(Part of a data file)
— start —

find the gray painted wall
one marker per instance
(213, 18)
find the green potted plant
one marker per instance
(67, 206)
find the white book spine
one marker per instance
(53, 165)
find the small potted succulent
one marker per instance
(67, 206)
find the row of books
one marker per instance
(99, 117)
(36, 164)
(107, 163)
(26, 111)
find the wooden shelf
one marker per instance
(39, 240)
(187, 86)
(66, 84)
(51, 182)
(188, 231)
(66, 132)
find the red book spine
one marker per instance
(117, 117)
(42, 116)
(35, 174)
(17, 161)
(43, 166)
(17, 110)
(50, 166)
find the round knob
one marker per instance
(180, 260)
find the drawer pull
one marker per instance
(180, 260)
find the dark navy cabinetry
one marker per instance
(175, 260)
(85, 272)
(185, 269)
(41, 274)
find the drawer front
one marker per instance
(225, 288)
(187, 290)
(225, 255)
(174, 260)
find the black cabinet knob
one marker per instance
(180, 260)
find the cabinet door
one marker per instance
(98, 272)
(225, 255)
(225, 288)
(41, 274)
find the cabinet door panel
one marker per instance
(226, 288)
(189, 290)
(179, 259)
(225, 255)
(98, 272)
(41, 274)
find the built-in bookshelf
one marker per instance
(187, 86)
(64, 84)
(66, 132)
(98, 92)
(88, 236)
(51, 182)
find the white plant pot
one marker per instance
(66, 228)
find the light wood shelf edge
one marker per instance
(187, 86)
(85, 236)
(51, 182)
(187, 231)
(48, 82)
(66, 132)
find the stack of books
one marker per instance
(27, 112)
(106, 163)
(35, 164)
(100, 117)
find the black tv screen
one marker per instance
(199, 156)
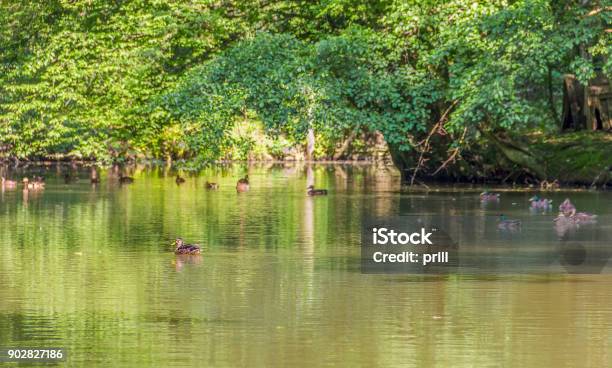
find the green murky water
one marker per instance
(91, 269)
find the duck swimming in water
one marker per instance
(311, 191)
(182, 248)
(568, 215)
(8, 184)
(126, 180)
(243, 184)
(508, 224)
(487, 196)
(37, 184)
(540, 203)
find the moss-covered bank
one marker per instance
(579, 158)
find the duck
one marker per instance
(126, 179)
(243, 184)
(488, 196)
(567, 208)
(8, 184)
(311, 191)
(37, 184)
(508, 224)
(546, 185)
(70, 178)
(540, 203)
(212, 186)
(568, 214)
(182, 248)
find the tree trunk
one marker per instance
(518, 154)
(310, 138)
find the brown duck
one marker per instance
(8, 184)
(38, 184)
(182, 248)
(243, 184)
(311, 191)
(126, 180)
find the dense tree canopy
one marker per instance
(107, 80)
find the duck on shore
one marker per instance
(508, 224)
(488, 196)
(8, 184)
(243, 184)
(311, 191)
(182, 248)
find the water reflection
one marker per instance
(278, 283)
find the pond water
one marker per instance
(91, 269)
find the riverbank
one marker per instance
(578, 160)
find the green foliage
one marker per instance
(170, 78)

— end —
— start —

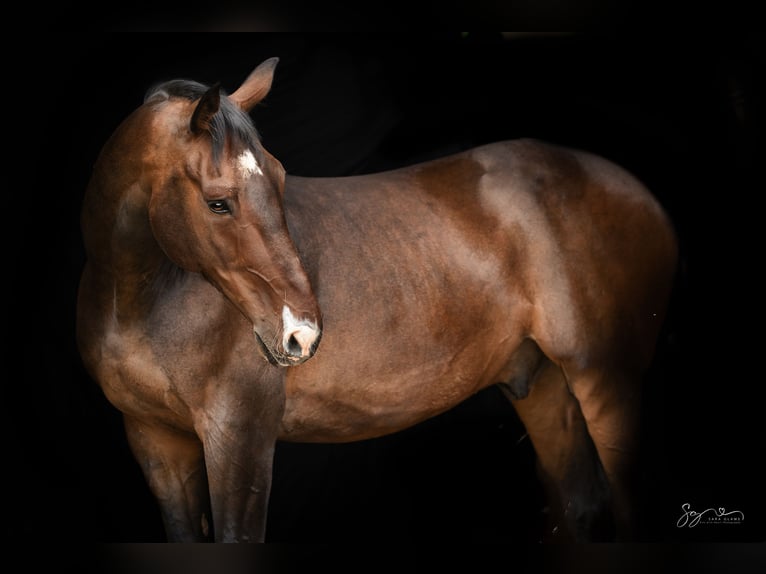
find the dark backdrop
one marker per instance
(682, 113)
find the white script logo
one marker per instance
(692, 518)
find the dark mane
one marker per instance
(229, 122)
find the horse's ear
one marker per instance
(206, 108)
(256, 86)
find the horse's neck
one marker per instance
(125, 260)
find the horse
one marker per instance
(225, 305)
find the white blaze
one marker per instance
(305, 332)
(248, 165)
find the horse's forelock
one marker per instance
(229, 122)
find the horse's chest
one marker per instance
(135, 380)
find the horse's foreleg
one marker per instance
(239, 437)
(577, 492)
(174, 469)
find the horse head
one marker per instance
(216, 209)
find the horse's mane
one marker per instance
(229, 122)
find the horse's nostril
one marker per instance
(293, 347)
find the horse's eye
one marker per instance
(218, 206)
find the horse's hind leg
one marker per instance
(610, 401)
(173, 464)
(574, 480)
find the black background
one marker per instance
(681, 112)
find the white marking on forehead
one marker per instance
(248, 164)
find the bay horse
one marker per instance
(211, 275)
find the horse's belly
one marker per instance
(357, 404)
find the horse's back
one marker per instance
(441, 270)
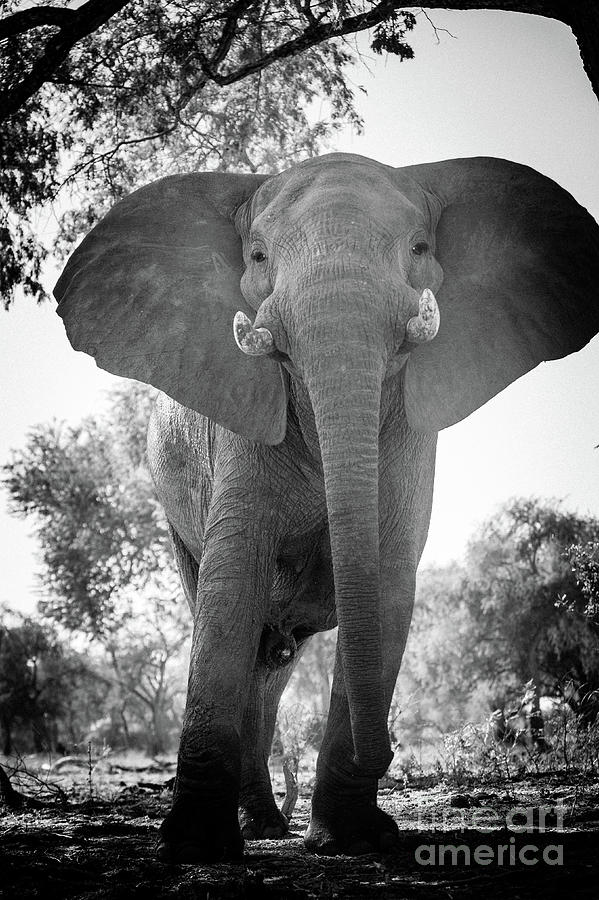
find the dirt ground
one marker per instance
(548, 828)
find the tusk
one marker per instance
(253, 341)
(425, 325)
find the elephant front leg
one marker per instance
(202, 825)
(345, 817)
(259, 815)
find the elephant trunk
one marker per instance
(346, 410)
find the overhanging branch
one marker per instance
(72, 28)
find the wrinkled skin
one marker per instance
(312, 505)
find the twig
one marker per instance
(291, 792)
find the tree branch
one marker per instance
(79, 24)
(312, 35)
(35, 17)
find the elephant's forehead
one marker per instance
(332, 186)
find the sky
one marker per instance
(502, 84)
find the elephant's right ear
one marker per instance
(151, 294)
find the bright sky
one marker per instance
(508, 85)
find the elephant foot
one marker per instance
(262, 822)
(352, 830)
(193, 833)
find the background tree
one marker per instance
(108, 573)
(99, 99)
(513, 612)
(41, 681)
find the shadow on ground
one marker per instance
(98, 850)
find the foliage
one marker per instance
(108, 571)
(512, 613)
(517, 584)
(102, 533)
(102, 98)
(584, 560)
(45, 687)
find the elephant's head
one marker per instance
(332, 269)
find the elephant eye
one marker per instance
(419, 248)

— end —
— start —

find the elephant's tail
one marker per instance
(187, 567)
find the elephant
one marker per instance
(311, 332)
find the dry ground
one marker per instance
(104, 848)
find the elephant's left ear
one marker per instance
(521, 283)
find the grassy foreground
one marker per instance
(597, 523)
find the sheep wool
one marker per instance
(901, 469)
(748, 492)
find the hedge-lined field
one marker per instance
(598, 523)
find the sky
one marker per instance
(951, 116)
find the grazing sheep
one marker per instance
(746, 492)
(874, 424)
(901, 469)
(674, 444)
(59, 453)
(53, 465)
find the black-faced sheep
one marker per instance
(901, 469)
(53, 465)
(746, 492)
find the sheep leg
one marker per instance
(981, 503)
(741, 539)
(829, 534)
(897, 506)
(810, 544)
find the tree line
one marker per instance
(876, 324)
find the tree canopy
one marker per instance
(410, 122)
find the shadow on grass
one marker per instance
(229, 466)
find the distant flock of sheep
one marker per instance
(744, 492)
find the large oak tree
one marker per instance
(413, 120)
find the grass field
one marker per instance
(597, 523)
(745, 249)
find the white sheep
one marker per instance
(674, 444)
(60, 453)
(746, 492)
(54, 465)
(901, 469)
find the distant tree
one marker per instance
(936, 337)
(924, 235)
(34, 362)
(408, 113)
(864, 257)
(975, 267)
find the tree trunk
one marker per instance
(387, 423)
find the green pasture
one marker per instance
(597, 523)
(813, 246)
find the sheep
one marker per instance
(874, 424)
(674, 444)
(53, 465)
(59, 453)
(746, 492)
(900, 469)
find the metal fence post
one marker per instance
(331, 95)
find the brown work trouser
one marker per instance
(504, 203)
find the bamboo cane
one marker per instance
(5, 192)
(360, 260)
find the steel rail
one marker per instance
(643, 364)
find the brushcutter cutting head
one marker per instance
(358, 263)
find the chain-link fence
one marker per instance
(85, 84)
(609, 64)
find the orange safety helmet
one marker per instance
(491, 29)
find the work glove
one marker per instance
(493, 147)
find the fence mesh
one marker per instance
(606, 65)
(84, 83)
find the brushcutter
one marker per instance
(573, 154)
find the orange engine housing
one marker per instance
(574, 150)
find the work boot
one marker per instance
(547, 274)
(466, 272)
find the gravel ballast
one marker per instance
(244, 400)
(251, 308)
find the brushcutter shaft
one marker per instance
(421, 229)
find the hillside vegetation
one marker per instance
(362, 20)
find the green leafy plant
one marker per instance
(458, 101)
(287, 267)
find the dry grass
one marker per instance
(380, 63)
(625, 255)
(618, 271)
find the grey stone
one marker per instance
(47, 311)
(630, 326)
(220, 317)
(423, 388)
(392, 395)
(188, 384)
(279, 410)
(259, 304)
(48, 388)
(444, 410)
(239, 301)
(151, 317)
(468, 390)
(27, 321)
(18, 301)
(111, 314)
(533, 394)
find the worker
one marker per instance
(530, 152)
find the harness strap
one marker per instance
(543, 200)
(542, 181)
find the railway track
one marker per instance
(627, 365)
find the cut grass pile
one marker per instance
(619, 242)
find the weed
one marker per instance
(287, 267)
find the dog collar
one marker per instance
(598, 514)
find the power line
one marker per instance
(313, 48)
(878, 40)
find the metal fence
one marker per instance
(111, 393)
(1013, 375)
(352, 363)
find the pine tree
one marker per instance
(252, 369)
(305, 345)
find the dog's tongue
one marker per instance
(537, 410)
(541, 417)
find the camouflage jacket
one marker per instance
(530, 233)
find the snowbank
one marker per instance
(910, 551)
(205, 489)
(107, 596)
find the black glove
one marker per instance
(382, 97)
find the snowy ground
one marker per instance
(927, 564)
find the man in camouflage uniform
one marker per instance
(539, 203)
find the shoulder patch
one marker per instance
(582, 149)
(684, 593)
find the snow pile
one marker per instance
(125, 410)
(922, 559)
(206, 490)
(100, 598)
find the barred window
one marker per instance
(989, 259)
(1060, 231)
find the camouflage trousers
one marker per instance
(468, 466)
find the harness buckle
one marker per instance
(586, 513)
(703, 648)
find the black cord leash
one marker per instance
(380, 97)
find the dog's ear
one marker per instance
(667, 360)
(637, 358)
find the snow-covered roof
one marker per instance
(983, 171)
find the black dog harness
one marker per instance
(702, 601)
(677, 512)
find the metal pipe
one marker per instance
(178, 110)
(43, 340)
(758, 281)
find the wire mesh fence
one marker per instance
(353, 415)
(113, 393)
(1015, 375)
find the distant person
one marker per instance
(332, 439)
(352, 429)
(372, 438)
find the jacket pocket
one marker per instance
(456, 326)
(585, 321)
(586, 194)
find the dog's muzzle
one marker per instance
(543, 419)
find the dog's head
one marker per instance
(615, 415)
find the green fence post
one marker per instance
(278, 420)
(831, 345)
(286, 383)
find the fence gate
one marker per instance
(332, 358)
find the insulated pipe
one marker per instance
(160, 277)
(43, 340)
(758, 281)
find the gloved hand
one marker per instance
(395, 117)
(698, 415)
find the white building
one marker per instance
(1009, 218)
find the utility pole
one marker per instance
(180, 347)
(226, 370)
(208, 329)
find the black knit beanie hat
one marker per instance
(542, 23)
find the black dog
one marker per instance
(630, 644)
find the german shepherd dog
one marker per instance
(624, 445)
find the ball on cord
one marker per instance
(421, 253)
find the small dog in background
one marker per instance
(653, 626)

— end —

Select every line of the items that contains the word "drawer" and copy those lines.

find the drawer pull
find the drawer front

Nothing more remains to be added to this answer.